* START *

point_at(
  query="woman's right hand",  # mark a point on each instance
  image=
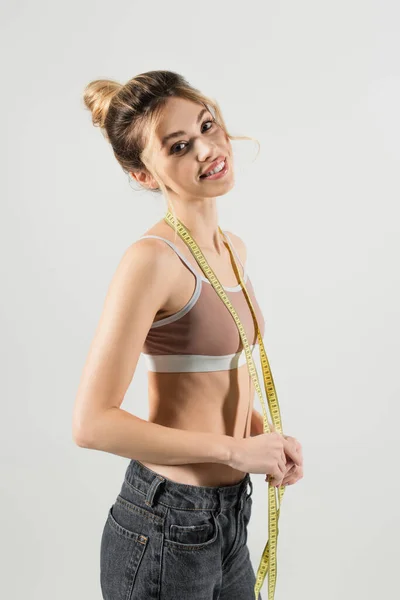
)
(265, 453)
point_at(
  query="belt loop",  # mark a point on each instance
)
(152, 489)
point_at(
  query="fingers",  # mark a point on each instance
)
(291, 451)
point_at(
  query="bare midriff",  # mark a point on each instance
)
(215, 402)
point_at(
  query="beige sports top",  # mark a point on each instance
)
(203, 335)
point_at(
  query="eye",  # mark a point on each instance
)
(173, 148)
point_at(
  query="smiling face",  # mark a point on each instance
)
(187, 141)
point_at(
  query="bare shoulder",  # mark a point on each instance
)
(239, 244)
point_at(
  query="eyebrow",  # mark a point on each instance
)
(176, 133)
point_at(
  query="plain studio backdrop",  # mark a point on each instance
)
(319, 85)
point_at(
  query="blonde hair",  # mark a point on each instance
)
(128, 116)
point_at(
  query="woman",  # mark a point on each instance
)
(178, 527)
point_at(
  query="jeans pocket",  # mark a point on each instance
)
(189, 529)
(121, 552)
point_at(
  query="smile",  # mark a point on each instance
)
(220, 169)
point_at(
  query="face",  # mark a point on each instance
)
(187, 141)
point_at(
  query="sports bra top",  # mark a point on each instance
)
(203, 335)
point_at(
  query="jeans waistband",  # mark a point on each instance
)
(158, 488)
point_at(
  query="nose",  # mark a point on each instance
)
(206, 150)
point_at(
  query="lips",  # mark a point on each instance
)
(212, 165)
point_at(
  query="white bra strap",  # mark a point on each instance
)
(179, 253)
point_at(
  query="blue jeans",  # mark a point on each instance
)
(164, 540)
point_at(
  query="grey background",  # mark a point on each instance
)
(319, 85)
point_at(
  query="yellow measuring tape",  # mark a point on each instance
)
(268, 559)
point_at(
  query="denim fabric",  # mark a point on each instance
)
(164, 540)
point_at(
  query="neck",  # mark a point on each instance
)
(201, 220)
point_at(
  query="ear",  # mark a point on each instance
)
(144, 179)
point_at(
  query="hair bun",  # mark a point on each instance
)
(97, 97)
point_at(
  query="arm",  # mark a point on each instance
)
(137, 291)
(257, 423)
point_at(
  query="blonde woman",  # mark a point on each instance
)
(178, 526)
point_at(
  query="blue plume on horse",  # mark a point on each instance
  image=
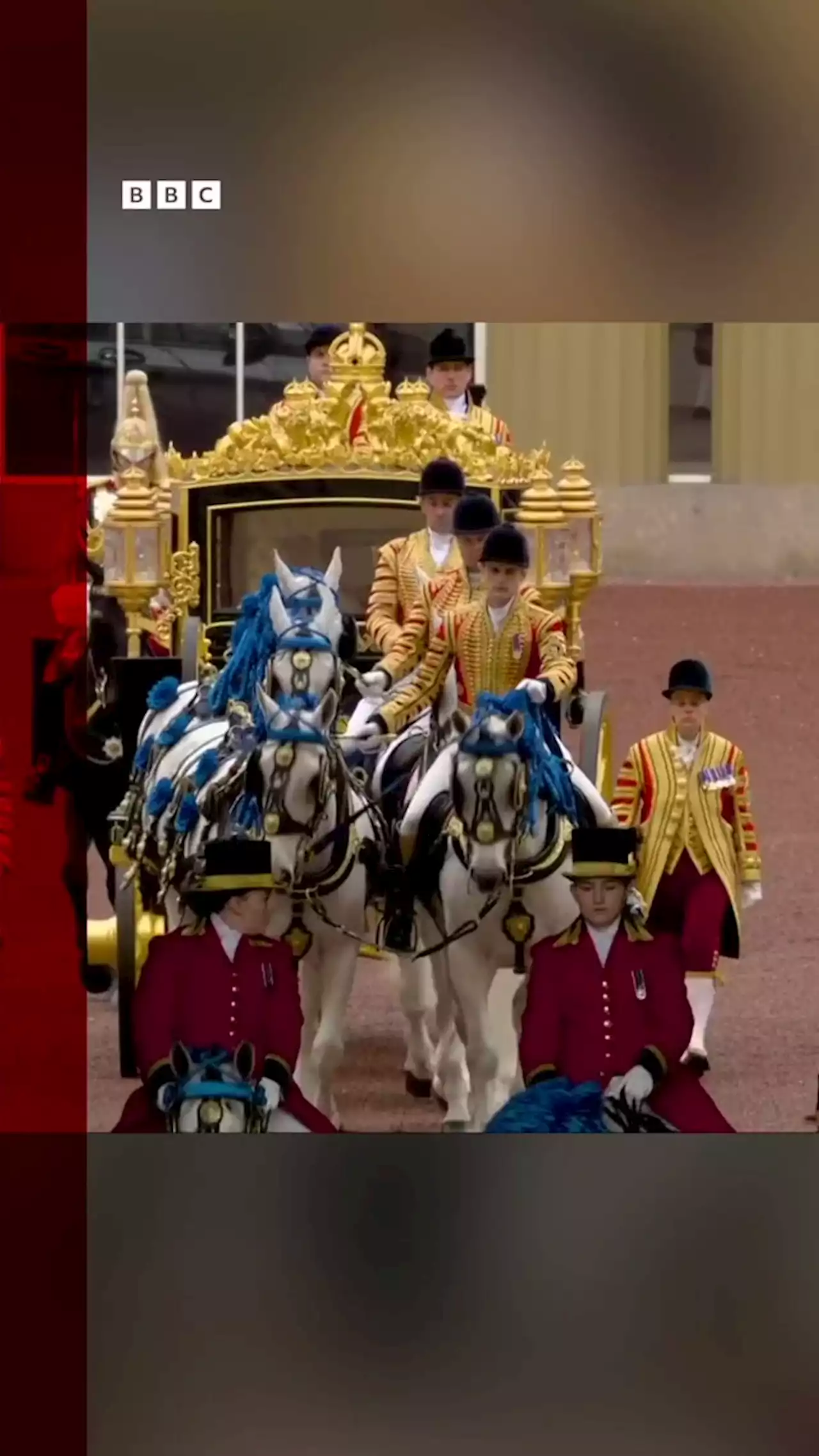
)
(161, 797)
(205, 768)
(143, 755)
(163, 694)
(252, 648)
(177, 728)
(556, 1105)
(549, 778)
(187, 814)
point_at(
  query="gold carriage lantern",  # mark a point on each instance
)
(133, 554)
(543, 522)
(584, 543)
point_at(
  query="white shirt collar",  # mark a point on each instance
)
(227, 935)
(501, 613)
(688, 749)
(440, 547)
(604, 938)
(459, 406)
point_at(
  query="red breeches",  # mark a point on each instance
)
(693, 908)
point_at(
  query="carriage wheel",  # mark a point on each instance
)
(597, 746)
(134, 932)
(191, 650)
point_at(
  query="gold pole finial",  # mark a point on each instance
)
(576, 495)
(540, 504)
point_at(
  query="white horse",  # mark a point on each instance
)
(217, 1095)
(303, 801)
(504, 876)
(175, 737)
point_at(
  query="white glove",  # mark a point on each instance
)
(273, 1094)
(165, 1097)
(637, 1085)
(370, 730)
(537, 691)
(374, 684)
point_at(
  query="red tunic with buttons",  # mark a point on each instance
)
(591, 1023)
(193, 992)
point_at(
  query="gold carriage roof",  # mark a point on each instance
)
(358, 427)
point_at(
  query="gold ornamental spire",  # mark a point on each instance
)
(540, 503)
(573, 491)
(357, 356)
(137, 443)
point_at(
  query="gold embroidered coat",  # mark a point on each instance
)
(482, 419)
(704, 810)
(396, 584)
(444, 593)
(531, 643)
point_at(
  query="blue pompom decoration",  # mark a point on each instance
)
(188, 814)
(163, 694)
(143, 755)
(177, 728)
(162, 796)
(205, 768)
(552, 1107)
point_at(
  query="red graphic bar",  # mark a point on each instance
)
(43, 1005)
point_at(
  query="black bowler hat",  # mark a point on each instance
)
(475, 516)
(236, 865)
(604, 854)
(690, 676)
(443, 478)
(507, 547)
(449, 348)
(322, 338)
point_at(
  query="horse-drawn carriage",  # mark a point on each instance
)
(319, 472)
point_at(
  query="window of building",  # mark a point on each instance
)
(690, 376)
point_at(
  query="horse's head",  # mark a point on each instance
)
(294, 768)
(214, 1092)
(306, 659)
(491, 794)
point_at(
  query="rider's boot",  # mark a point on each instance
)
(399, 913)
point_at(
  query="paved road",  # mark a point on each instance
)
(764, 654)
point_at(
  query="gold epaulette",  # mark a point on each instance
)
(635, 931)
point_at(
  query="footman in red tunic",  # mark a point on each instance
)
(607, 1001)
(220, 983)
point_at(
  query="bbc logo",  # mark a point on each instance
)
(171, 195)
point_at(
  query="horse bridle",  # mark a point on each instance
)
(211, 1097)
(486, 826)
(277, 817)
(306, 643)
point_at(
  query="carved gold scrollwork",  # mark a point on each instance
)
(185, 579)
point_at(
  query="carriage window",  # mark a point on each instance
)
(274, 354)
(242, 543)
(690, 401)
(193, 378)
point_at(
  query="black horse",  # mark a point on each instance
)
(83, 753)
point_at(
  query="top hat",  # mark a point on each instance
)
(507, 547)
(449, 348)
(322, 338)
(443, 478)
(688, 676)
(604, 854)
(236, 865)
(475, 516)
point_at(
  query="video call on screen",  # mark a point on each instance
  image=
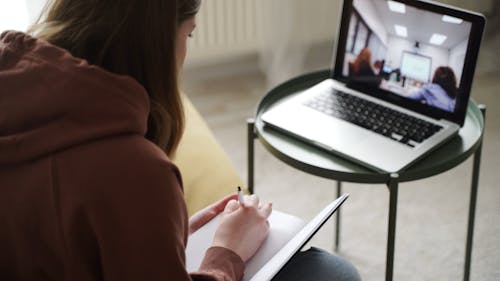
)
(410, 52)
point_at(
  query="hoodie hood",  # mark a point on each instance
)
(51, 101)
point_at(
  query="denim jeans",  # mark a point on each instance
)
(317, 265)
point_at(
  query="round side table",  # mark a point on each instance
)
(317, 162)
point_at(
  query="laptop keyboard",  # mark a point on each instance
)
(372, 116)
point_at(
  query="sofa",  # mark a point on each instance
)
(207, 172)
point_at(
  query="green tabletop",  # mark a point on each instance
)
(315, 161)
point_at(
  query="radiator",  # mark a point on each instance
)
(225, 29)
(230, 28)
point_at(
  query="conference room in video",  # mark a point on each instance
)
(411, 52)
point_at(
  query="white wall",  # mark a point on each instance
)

* END *

### [EXERCISE DIRECTIONS]
Drop the images and repeat the data exactly.

### [WRITTEN ANSWER]
point_at(
  query="woman's right hand",  # mark a point on each instance
  image=
)
(265, 453)
point_at(
  query="belt loop",  # mark a point on each instance
)
(152, 489)
point_at(
  query="fingers",  # mark a point on each instance
)
(291, 451)
point_at(
  query="bare midriff",  # mark a point on each instance
)
(215, 402)
point_at(
  query="beige sports top",  # mark a point on each instance
)
(203, 335)
point_at(
  query="eye",  # mark a point on each instance
)
(173, 148)
point_at(
  query="smiling face",  # mark a point on each instance
)
(187, 141)
point_at(
  query="bare shoulder",  # mark a point on each instance
)
(239, 244)
point_at(
  query="eyebrow",  # mark a point on each instance
)
(176, 133)
point_at(
  query="plain studio backdrop",  # mark a point on each instance
)
(319, 85)
point_at(
  query="blonde hair",  # mark a point on each instance
)
(128, 116)
point_at(
  query="woman",  # mark a point on each instance
)
(178, 527)
point_at(
  query="jeans pocket",  # mark a point on each instance
)
(189, 529)
(121, 552)
point_at(
  query="smile",  # mark a point on each instance
)
(220, 169)
point_at(
  query="face",  # mark a point on each instance
)
(187, 141)
point_at(
  query="sports bra top",  # mark a point on each instance
)
(203, 335)
point_at(
  query="jeans waistband",  # mark a point on each instance
)
(158, 488)
point_at(
  query="nose",  # mark a point on each instance
)
(206, 150)
point_at(
  query="lips",  # mark a point on each instance
)
(212, 165)
point_at(
  query="white bra strap",  # mark a point on each instance
)
(179, 253)
point_at(
  query="blue jeans",  # mark a point on each instance
)
(164, 540)
point_at(
  query="grey background",  # mark a point on each instance
)
(319, 85)
point_at(
  query="yellow measuring tape",  # mark a point on each instance
)
(268, 559)
point_at(
  query="denim fabric",  # mark a point on each instance
)
(164, 540)
point_at(
  query="neck",  # mark a point on each instance
)
(201, 220)
point_at(
  query="ear",  # mark a point on each instance
)
(144, 179)
point_at(
  query="hair bun",  # mark a point on each instance
)
(97, 97)
point_at(
  query="arm",  # mark a point on each instance
)
(137, 291)
(257, 423)
point_at(
  query="blonde woman",  # mark a point on each instance
)
(178, 526)
point_at(
  query="blue plume on horse",  # mark a point on each instance
  image=
)
(161, 797)
(205, 768)
(143, 755)
(163, 694)
(252, 648)
(177, 728)
(556, 1105)
(549, 778)
(187, 814)
point_at(
  query="gold carriage lantern",  # mark a point on each instance
)
(133, 554)
(543, 522)
(584, 543)
point_at(
  query="white shirt collar",  # mark a point on each instance
)
(227, 935)
(501, 613)
(688, 749)
(440, 547)
(604, 938)
(459, 406)
point_at(
  query="red breeches",  # mark a point on each instance
)
(693, 908)
point_at(
  query="carriage wheel",  # mark a point on each instance
)
(597, 746)
(134, 932)
(191, 650)
point_at(
  query="gold pole finial",  # mark a point on each instance
)
(576, 495)
(540, 504)
point_at(
  query="white horse",  # mark a point on each instance
)
(217, 1095)
(303, 801)
(504, 876)
(175, 737)
point_at(
  query="white glove",  # mark a point on each instance
)
(273, 1094)
(165, 1097)
(637, 1085)
(370, 730)
(537, 691)
(374, 684)
point_at(
  query="red tunic with buttons",  # mark a point on each instance
)
(591, 1023)
(193, 992)
point_at(
  query="gold carriage roof",  # mark a point on each instance
)
(358, 427)
point_at(
  query="gold ornamental spire",  # mark a point on each instance
)
(540, 503)
(573, 491)
(357, 356)
(137, 443)
point_at(
  query="gold embroidered coat",  # mark a point on each instance
)
(482, 419)
(704, 810)
(396, 584)
(444, 593)
(531, 643)
point_at(
  query="blue pompom decoration",  # mark a point on each instance
)
(188, 814)
(163, 694)
(143, 755)
(177, 728)
(162, 796)
(205, 768)
(552, 1107)
point_at(
  query="red graphic bar",  # mark a point on each instance
)
(43, 1005)
point_at(
  query="black bowler hat",  # mark a point on each instance
)
(475, 516)
(236, 865)
(604, 854)
(690, 676)
(443, 478)
(507, 547)
(449, 348)
(322, 338)
point_at(
  query="horse-drawn carriage",  # mark a point on each instance
)
(319, 472)
point_at(
  query="window of building",  # mark a point on each instance
)
(690, 376)
point_at(
  query="horse's head",  # mark a point on each instance
)
(294, 768)
(214, 1092)
(306, 659)
(491, 794)
point_at(
  query="rider's boot",  # mark a point on each instance
)
(399, 913)
point_at(
  query="paved road",  # mark a point on each instance
)
(764, 654)
point_at(
  query="gold epaulette",  # mark a point on each instance
)
(635, 931)
point_at(
  query="footman in red tunic",  # mark a point on each instance
)
(607, 1001)
(220, 983)
point_at(
  query="bbc logo",  # mark a point on each instance
)
(171, 195)
point_at(
  query="horse bridle",  # mark a point on each instance
)
(211, 1097)
(486, 826)
(277, 817)
(306, 643)
point_at(
  query="carved gold scrollwork",  # mark a point on each instance
)
(185, 579)
point_at(
  query="carriage window",  # mark a point on each instance
)
(274, 354)
(242, 543)
(690, 401)
(193, 378)
point_at(
  query="black horse",  # mark a point on each instance
)
(83, 753)
point_at(
  query="top hat",  # mark a point on each instance
)
(507, 547)
(449, 348)
(322, 338)
(443, 478)
(688, 676)
(604, 854)
(236, 865)
(475, 516)
point_at(
  query="video call on screen",  # mark a point on each instance
  image=
)
(410, 52)
point_at(
  query="hoodie hood",  # mark a point on each instance
)
(51, 101)
point_at(
  query="denim jeans",  # mark a point on each instance
)
(317, 265)
point_at(
  query="round side table",  # mark a point on each instance
)
(317, 162)
point_at(
  query="laptop keyboard",  # mark a point on each instance
)
(372, 116)
point_at(
  query="sofa",  # mark a point on each instance
)
(207, 172)
point_at(
  query="green tabletop",  # mark a point on each instance
)
(315, 161)
point_at(
  query="radiator",  # mark a point on each instance
)
(225, 29)
(230, 28)
point_at(
  query="conference room in video",  # mark a point on each instance
)
(411, 52)
point_at(
  query="white wall",  # mark a point on each instance
)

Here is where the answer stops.